Exactly as written, repeat all of the records below.

Start of Supplied material

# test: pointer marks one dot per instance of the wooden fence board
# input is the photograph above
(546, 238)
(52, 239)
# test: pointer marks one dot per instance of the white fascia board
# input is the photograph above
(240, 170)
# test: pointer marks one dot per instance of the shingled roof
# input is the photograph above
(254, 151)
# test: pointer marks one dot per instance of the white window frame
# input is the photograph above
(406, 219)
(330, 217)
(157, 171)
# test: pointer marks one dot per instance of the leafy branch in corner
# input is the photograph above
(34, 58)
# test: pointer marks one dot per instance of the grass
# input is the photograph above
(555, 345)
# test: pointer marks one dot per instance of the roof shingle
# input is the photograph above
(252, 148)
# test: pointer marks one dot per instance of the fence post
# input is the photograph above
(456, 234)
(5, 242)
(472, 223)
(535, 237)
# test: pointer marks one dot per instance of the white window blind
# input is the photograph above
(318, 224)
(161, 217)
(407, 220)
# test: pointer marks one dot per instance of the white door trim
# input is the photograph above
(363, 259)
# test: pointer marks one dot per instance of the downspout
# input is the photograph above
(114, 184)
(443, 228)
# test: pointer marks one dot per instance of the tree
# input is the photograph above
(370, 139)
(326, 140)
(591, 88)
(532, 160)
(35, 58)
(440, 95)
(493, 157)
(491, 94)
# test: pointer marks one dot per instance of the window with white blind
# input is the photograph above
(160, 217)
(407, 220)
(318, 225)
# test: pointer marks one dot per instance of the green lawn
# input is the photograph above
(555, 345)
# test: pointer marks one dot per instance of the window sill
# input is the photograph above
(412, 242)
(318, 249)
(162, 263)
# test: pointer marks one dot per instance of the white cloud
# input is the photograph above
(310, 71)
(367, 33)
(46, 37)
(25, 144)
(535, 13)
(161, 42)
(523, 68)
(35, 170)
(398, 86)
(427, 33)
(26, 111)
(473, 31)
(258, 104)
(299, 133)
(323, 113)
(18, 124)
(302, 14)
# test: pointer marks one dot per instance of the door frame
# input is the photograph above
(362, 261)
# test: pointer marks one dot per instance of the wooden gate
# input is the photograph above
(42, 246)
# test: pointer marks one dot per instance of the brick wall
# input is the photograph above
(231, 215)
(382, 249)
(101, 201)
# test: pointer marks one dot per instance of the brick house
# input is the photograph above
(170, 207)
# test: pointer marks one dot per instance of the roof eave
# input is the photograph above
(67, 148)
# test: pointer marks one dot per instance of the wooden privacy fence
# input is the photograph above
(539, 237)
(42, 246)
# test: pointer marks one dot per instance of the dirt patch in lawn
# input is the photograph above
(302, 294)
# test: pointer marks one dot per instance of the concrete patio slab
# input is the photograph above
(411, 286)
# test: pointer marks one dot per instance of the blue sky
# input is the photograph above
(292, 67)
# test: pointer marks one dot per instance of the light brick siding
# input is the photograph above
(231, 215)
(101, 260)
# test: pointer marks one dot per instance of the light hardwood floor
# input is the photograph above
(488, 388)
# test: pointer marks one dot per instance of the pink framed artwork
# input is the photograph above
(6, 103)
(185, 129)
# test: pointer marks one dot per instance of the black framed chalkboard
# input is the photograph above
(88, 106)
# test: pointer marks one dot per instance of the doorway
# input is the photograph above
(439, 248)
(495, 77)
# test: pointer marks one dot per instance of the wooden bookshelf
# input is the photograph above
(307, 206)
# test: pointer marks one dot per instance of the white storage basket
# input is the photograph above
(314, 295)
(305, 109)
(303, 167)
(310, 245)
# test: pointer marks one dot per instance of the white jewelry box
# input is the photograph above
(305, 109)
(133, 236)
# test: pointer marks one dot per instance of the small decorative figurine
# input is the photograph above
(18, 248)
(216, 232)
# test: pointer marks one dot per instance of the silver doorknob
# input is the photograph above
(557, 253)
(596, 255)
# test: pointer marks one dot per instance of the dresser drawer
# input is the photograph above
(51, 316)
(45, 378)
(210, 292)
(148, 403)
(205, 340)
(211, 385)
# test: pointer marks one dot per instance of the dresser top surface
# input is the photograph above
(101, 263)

End of Supplied material

**Response to the task**
# test: pointer marks one dot per instance of the wooden fence board
# input is the photograph above
(546, 238)
(52, 239)
# test: pointer marks one dot per instance of the white fascia board
# input is the photograph above
(240, 170)
# test: pointer marks one dot per instance of the shingled roof
# input is the photograph above
(254, 151)
# test: pointer marks one dot per instance of the white window frame
# input is the photograph above
(406, 219)
(330, 217)
(157, 171)
# test: pointer marks one dot per instance of the leafy branch in corner
# input is the photograph above
(34, 58)
# test: pointer marks one dot per instance of the grass
# input is the photograph above
(555, 345)
# test: pointer marks one dot per instance of the roof shingle
# input is the photograph above
(252, 148)
# test: pointer marks one dot per instance of the fence post
# input is the photograph above
(456, 234)
(5, 242)
(472, 223)
(535, 237)
# test: pointer marks one dot per instance of the white window blind
# input is the photograph above
(318, 224)
(161, 217)
(407, 220)
# test: pointer marks one dot per instance of the white door trim
# input is the photograph above
(363, 259)
# test: pointer marks one dot per instance of the downspout
# input is the photograph above
(114, 184)
(443, 228)
# test: pointer marks one dot per instance of the tree
# input is the photograph above
(370, 139)
(326, 140)
(591, 88)
(532, 160)
(35, 58)
(440, 95)
(493, 157)
(491, 94)
# test: pointer marks one dot per instance of the window with white blind
# input is the photograph above
(160, 217)
(407, 220)
(318, 225)
# test: pointer marks one dot per instance of the green lawn
# input is the photograph above
(555, 345)
# test: pointer marks one dot per instance of the window sill
# input is the photograph above
(412, 242)
(318, 249)
(162, 263)
# test: pointer marks one dot per instance of the white cloud
# input is the photograph above
(310, 71)
(367, 33)
(46, 37)
(25, 144)
(535, 13)
(161, 42)
(523, 68)
(35, 170)
(398, 86)
(427, 33)
(26, 111)
(473, 31)
(258, 104)
(299, 133)
(323, 113)
(18, 124)
(302, 14)
# test: pointer marks one dot per instance of the door frame
# input is the photograph above
(362, 261)
# test: pointer marks one dot per instance of the wooden gate
# input is the photograph above
(42, 246)
# test: pointer marks one dot per instance of the brick wall
# input is the photograph above
(231, 215)
(382, 249)
(101, 201)
# test: pointer marks one dot per instance of the brick house
# input is the photograph above
(170, 207)
# test: pointer marks one dot per instance of the roof eave
# input is the photograph above
(67, 148)
# test: pointer marks one dot per instance of the wooden privacy fence
# input is the photograph above
(539, 237)
(42, 246)
# test: pointer marks one dot per instance of the dirt patch in lawn
# input is the photograph above
(302, 294)
# test: pointer marks one dot per instance of the concrete patio slab
# input is the photograph above
(411, 286)
# test: pointer marks one dot per instance of the blue sky
# input is the photograph above
(292, 67)
# test: pointer marks one dot per instance of the light brick siding
# input is the photograph above
(231, 215)
(101, 260)
# test: pointer marks one dot per instance of the light hardwood floor
# input is the photograph above
(488, 388)
# test: pointer marks one dot per instance of the pink framed artwork
# input is the photograph above
(6, 103)
(185, 129)
# test: pointer marks one dot per instance of the black framed chalkboard
# input is the photograph above
(88, 106)
# test: pointer marks one dot per instance of the doorway
# input is the photograph above
(439, 248)
(495, 77)
# test: pointer marks one dot per instance of the wooden bookshelf
# input is the photograph above
(307, 206)
# test: pointer marks one dot per instance of the white storage basket
# input is the photograph above
(314, 295)
(305, 109)
(303, 167)
(310, 245)
# test: pointer marks one dot per instance of the white jewelry box
# input is the photograph above
(305, 109)
(133, 236)
# test: pointer marks one dot per instance of the small decorative figurine
# input is the photograph above
(18, 248)
(216, 232)
# test: pointer marks one dot per instance of the silver doorknob
# input is the photograph above
(557, 253)
(596, 255)
# test: pointer marks one dot per instance of the dresser drawer
# input is the photograph above
(51, 316)
(45, 378)
(210, 292)
(148, 403)
(205, 340)
(211, 385)
# test: pointer marks one dot per instance of the dresser top surface
# input is the photograph above
(101, 263)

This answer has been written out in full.